**Prompt A**
Pull out every line of the entries that contains the word "metal". Case counts.

Officer Schumacher was the only witness to the incident who testified. After closing arguments, the court charged the jury on the law. Over defendant’s objection, the court also gave the jury a verdict sheet listing all of the counts in the indictment, as well as the various lesser included offenses under each of the counts along with the possible verdicts for each. Next to three of the counts, the court provided parenthetical explanatory language consisting of a portion of the statutory elements of the crime.

[360]*360Defendant and the two codefendants were convicted, among other crimes, of assault in the second degree (felony assault). The Appellate Division reversed defendant’s convictions, on the law, dismissed the count charging defendant with felony assault, concluding that "a separate distinct felony is not to be viewed as a replacement for the mens rea or intent necessary for the assault,” and remanded the matter for a new trial on all other counts (177 AD2d 216, 224). The Court also directed the trial court to fashion an adequate sanction for the Rosario error, finding that "[t]he prejudice to this defendant occasioned by the loss of Officer Schumacher’s memo book is clear, and while the declaration of a mistrial may have been too severe a sanction, the failure to impose any sanction at all, [sic] was clearly error” (id., at 221).

**Records for the exercise**
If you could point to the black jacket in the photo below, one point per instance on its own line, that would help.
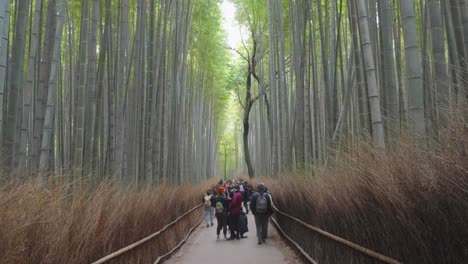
(223, 200)
(253, 202)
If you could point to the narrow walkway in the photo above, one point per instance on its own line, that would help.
(203, 247)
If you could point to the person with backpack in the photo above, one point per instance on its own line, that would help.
(235, 207)
(221, 212)
(247, 193)
(243, 224)
(208, 201)
(261, 209)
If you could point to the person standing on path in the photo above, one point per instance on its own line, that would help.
(208, 201)
(221, 208)
(260, 206)
(235, 207)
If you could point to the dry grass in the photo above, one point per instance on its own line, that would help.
(40, 223)
(407, 204)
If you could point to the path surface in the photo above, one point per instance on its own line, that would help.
(203, 247)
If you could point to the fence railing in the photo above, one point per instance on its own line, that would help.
(335, 238)
(152, 236)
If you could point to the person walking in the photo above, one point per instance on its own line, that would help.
(208, 201)
(235, 207)
(221, 209)
(247, 193)
(261, 209)
(243, 224)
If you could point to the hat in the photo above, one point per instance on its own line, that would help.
(261, 187)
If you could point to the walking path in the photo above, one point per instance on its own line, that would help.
(203, 247)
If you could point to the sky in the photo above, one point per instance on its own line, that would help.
(230, 25)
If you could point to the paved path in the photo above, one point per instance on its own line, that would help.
(203, 248)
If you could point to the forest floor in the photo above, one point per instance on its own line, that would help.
(203, 247)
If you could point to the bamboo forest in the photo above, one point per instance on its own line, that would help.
(119, 117)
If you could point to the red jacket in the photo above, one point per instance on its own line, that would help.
(235, 205)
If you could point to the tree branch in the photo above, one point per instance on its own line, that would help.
(238, 52)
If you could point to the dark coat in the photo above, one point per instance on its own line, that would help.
(236, 204)
(253, 202)
(243, 223)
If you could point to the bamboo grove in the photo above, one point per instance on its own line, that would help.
(330, 74)
(143, 91)
(122, 89)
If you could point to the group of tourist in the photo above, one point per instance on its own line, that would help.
(229, 201)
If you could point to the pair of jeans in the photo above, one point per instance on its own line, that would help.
(261, 223)
(222, 223)
(234, 225)
(208, 216)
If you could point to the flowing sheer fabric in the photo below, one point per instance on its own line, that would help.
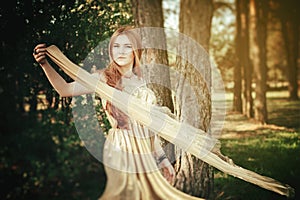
(190, 139)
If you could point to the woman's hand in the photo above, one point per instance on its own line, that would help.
(168, 170)
(39, 53)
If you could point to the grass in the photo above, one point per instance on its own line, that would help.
(272, 150)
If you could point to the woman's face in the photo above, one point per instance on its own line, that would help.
(122, 51)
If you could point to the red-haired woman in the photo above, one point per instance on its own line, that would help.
(132, 154)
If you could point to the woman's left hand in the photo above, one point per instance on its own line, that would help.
(168, 170)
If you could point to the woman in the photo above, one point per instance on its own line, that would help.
(132, 155)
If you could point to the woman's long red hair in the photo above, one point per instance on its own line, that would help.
(113, 75)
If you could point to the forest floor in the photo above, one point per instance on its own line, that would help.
(272, 150)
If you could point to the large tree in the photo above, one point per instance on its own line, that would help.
(193, 102)
(148, 16)
(289, 17)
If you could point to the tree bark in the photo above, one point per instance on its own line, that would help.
(193, 101)
(242, 50)
(155, 66)
(258, 12)
(290, 32)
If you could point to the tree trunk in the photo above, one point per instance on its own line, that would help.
(290, 32)
(155, 66)
(242, 50)
(193, 101)
(258, 13)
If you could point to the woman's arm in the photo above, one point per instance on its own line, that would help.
(63, 88)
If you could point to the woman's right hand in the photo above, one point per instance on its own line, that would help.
(39, 53)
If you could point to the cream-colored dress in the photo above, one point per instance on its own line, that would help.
(128, 156)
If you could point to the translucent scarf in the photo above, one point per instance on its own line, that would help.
(189, 138)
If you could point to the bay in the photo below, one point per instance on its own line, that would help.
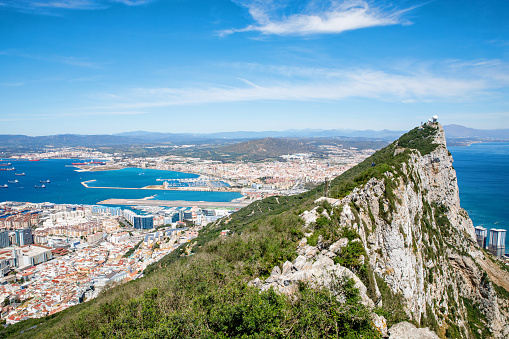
(65, 184)
(483, 180)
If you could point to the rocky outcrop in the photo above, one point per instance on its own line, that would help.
(315, 268)
(422, 243)
(405, 330)
(419, 242)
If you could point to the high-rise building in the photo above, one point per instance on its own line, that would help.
(24, 237)
(497, 242)
(481, 234)
(143, 222)
(4, 239)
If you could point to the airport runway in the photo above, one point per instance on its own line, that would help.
(172, 203)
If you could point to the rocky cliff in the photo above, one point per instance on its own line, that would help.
(384, 249)
(418, 241)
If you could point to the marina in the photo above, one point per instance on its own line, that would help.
(63, 183)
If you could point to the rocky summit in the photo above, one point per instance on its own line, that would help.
(384, 250)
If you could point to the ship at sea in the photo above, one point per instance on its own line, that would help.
(90, 163)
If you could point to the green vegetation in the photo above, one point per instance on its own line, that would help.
(419, 139)
(393, 304)
(476, 320)
(388, 159)
(201, 289)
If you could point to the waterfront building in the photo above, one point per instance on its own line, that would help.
(497, 242)
(481, 234)
(143, 222)
(129, 216)
(4, 239)
(32, 255)
(24, 237)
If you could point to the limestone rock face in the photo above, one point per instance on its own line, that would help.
(405, 330)
(422, 243)
(313, 268)
(418, 240)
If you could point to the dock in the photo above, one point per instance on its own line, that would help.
(173, 203)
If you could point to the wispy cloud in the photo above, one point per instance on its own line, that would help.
(12, 84)
(48, 7)
(311, 84)
(318, 17)
(68, 60)
(75, 114)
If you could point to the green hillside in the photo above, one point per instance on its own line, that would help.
(201, 290)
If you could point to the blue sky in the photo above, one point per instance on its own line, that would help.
(109, 66)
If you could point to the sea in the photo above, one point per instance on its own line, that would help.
(483, 180)
(482, 170)
(65, 186)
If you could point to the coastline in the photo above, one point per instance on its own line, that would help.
(161, 188)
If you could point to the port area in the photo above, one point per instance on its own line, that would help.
(173, 203)
(168, 188)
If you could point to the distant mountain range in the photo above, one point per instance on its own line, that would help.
(455, 133)
(292, 133)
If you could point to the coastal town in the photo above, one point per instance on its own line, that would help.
(54, 256)
(291, 174)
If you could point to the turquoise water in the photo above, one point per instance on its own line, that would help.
(482, 169)
(483, 180)
(65, 184)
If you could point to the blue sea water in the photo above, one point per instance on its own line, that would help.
(483, 180)
(65, 184)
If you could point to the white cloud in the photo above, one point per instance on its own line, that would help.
(335, 17)
(68, 60)
(310, 84)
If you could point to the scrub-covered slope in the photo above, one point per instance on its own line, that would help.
(389, 245)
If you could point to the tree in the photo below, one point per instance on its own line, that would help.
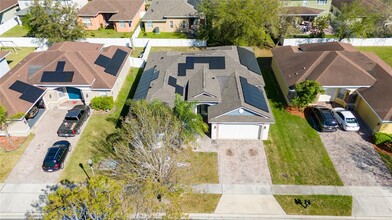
(53, 21)
(351, 21)
(192, 123)
(319, 25)
(306, 93)
(237, 22)
(99, 198)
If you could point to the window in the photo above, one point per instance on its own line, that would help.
(121, 24)
(341, 94)
(322, 2)
(149, 24)
(86, 22)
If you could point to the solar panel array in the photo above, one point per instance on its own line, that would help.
(28, 92)
(213, 63)
(59, 75)
(247, 58)
(253, 96)
(112, 65)
(144, 84)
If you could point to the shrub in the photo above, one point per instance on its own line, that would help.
(102, 103)
(381, 138)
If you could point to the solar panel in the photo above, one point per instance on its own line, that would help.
(115, 63)
(49, 76)
(179, 90)
(253, 96)
(144, 84)
(172, 81)
(32, 94)
(102, 61)
(19, 86)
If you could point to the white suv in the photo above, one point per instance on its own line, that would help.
(345, 119)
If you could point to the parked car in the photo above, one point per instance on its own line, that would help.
(324, 118)
(73, 121)
(55, 157)
(345, 119)
(32, 113)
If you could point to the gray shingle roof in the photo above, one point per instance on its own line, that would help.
(162, 9)
(219, 86)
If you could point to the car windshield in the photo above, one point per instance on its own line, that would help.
(351, 120)
(50, 163)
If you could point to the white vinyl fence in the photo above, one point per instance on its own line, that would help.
(6, 26)
(353, 41)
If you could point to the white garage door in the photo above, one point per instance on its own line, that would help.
(226, 131)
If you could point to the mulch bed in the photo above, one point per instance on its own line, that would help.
(295, 111)
(16, 142)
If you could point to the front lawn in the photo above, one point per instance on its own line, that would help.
(166, 35)
(98, 127)
(319, 205)
(17, 31)
(107, 33)
(10, 159)
(17, 56)
(200, 203)
(294, 150)
(385, 53)
(203, 167)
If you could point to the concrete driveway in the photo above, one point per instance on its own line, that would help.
(242, 162)
(28, 169)
(355, 159)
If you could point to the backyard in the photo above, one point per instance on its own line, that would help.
(294, 150)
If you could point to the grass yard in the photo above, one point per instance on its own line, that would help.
(200, 203)
(17, 56)
(387, 160)
(10, 159)
(320, 205)
(294, 150)
(98, 127)
(167, 35)
(385, 53)
(107, 33)
(17, 31)
(203, 167)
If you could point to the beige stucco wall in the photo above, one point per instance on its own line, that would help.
(165, 26)
(279, 77)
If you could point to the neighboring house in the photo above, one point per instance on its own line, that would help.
(171, 16)
(24, 4)
(122, 15)
(4, 68)
(225, 82)
(307, 9)
(8, 8)
(66, 71)
(356, 80)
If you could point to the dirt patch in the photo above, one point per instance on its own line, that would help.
(12, 145)
(295, 111)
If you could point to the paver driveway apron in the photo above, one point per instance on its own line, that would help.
(355, 159)
(28, 169)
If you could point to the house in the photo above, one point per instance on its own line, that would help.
(307, 9)
(122, 15)
(66, 71)
(225, 82)
(356, 80)
(24, 4)
(4, 68)
(171, 16)
(8, 8)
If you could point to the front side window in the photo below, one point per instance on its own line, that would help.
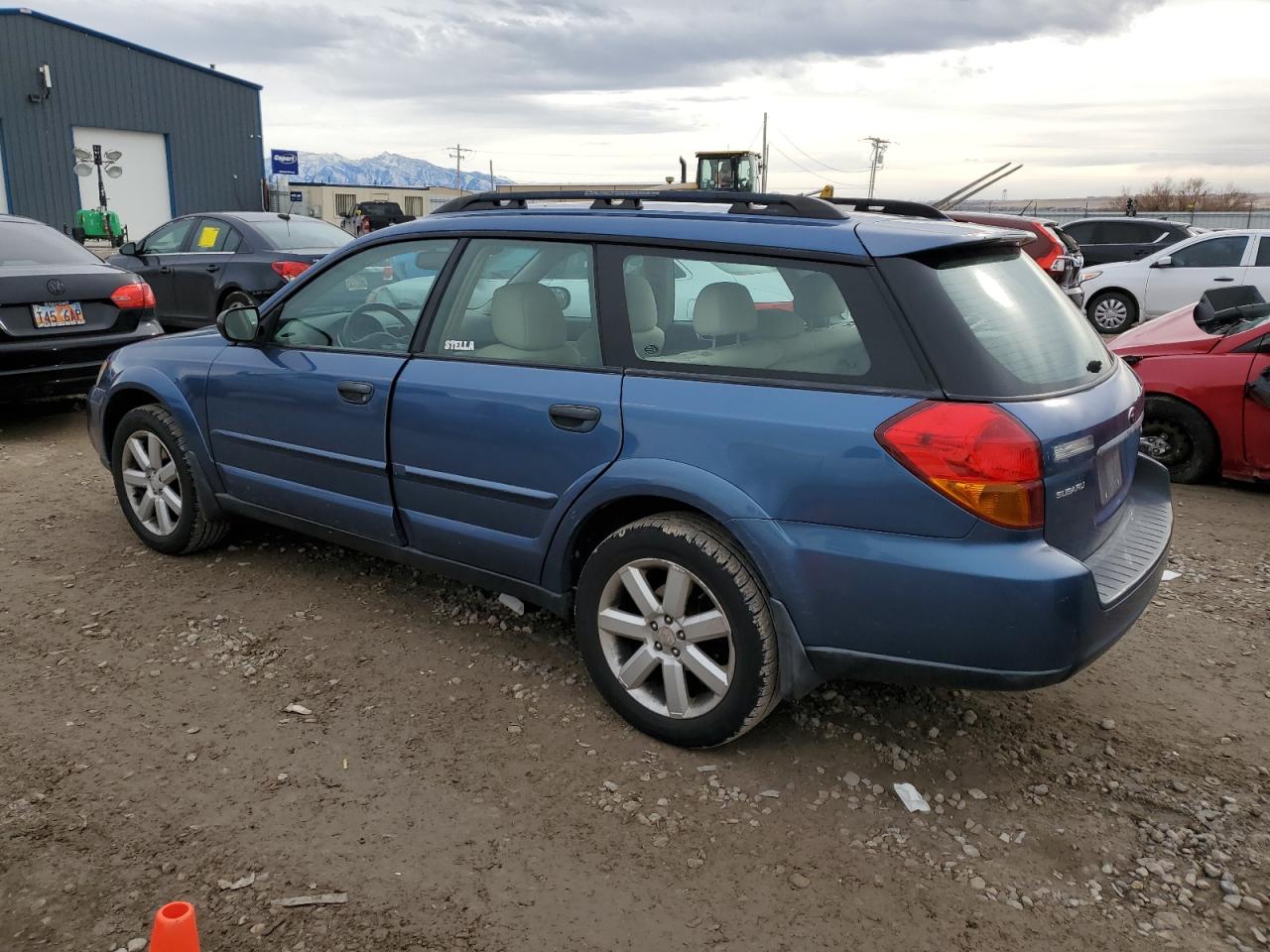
(1211, 253)
(169, 238)
(763, 317)
(213, 235)
(368, 302)
(520, 301)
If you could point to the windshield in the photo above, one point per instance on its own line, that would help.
(24, 244)
(994, 325)
(299, 232)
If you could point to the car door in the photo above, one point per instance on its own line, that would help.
(299, 424)
(493, 440)
(1180, 276)
(195, 275)
(157, 254)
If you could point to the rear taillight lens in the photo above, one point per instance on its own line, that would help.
(132, 296)
(290, 271)
(976, 454)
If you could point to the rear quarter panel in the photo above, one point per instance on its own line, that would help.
(799, 454)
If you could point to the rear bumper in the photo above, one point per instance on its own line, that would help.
(64, 367)
(987, 611)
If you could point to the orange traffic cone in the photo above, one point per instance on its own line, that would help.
(175, 929)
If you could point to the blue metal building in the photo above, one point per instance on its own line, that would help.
(189, 136)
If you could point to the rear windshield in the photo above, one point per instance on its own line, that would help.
(994, 326)
(32, 245)
(298, 234)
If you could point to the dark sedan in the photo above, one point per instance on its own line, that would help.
(63, 311)
(200, 264)
(1125, 239)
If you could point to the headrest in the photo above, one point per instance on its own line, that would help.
(817, 298)
(640, 303)
(529, 317)
(724, 307)
(775, 322)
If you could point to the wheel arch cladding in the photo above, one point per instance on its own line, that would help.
(630, 490)
(140, 386)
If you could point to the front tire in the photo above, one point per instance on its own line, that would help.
(1179, 436)
(154, 480)
(1111, 311)
(675, 630)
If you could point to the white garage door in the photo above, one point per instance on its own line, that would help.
(140, 194)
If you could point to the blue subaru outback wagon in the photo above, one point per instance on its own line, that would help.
(747, 442)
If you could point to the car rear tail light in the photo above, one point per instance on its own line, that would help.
(131, 296)
(976, 454)
(290, 271)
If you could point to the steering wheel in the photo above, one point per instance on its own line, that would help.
(366, 333)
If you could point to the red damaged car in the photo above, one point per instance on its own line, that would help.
(1206, 373)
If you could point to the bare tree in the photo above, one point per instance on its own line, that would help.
(1193, 194)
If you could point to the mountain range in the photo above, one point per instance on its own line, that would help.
(386, 169)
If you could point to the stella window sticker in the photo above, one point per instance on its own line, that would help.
(207, 236)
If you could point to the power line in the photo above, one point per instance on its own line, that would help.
(830, 168)
(810, 172)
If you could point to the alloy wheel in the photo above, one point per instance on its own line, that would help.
(1166, 442)
(666, 639)
(150, 480)
(1110, 313)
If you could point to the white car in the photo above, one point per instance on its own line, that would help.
(1121, 294)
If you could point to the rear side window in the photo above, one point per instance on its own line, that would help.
(1211, 253)
(1262, 253)
(22, 244)
(529, 302)
(994, 326)
(762, 317)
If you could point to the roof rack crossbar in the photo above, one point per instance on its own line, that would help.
(892, 206)
(737, 202)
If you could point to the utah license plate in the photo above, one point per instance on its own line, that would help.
(58, 313)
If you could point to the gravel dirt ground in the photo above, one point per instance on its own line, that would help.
(453, 774)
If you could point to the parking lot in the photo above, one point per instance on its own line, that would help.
(462, 783)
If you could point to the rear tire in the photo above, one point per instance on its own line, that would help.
(154, 480)
(1179, 436)
(1111, 311)
(710, 673)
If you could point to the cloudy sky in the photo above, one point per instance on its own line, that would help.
(1089, 95)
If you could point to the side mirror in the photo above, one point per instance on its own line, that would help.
(239, 325)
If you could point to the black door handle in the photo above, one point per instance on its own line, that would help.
(574, 417)
(354, 391)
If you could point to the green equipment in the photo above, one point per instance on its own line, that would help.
(98, 225)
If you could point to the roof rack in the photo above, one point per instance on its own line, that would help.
(892, 206)
(739, 202)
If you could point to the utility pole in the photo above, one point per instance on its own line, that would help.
(763, 186)
(457, 154)
(879, 150)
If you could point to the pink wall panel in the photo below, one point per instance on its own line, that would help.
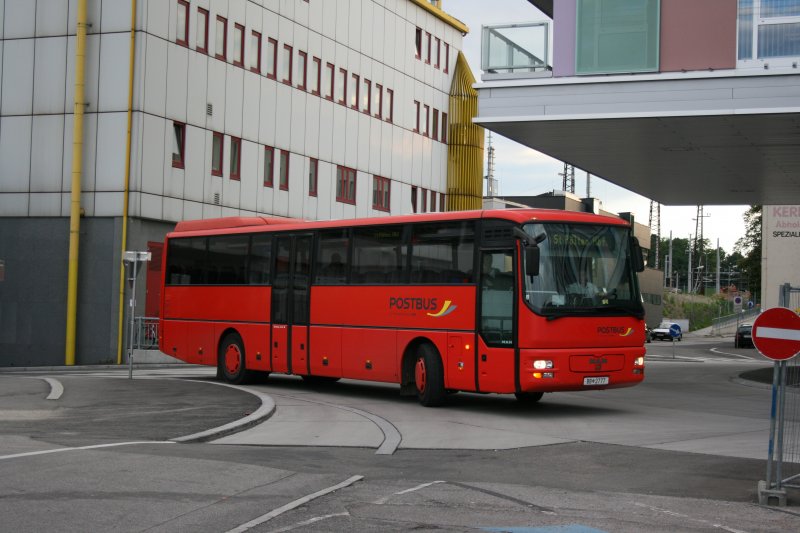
(698, 35)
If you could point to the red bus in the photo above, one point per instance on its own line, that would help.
(520, 301)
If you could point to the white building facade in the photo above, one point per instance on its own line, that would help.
(316, 109)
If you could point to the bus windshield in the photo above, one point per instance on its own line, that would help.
(584, 269)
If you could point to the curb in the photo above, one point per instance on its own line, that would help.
(265, 411)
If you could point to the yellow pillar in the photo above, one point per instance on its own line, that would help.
(464, 142)
(75, 206)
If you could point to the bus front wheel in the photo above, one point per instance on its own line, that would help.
(429, 377)
(231, 361)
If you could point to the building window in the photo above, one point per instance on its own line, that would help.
(614, 37)
(378, 100)
(236, 157)
(341, 87)
(222, 38)
(183, 23)
(255, 52)
(354, 88)
(287, 64)
(381, 188)
(269, 165)
(201, 42)
(427, 48)
(302, 70)
(178, 144)
(216, 154)
(329, 80)
(345, 185)
(366, 98)
(284, 171)
(777, 32)
(316, 76)
(313, 169)
(272, 57)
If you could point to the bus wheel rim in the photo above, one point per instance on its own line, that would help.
(232, 359)
(420, 374)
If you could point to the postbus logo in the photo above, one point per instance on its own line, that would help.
(620, 331)
(430, 305)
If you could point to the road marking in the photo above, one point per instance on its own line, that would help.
(292, 505)
(778, 333)
(309, 522)
(717, 350)
(681, 515)
(385, 499)
(92, 447)
(56, 389)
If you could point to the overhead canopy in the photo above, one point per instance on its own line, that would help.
(681, 139)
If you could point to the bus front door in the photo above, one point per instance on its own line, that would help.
(290, 304)
(496, 349)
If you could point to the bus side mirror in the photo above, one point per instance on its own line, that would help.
(637, 257)
(532, 260)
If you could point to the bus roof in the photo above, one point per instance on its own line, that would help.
(522, 215)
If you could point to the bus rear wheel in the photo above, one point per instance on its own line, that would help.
(429, 377)
(231, 360)
(528, 397)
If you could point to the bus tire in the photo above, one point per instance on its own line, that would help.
(528, 398)
(429, 377)
(231, 360)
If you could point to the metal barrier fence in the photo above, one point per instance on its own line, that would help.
(783, 462)
(145, 333)
(718, 325)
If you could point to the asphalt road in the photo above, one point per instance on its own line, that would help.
(681, 452)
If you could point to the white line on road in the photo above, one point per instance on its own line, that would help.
(92, 447)
(292, 505)
(309, 522)
(56, 388)
(777, 333)
(385, 499)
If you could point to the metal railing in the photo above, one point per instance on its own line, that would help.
(145, 333)
(519, 49)
(728, 322)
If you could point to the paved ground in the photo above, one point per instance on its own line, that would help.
(681, 452)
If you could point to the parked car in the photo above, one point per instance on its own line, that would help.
(744, 336)
(661, 333)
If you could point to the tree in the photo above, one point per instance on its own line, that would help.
(749, 247)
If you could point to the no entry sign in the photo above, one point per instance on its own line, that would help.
(776, 333)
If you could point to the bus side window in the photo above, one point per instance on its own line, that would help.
(331, 265)
(259, 261)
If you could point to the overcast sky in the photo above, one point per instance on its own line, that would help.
(523, 171)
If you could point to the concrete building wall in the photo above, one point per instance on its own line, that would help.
(698, 35)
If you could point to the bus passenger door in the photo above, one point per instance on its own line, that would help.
(496, 350)
(290, 304)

**Prompt B**
Rewrite the court opinion excerpt from "Officer Schumacher was" to "of the crime.", swapping each "the jury" for "the panel".

**Worked answer A**
If you could point to the blue metal building in the photo above, one point per instance on its own line, that would help.
If you could point to the metal barrier fence in the photo above, one point per instance on its own line, that would help.
If you could point to the metal railing in the photo above, one point per instance on its own line, that would help.

**Worked answer B**
Officer Schumacher was the only witness to the incident who testified. After closing arguments, the court charged the panel on the law. Over defendant’s objection, the court also gave the panel a verdict sheet listing all of the counts in the indictment, as well as the various lesser included offenses under each of the counts along with the possible verdicts for each. Next to three of the counts, the court provided parenthetical explanatory language consisting of a portion of the statutory elements of the crime.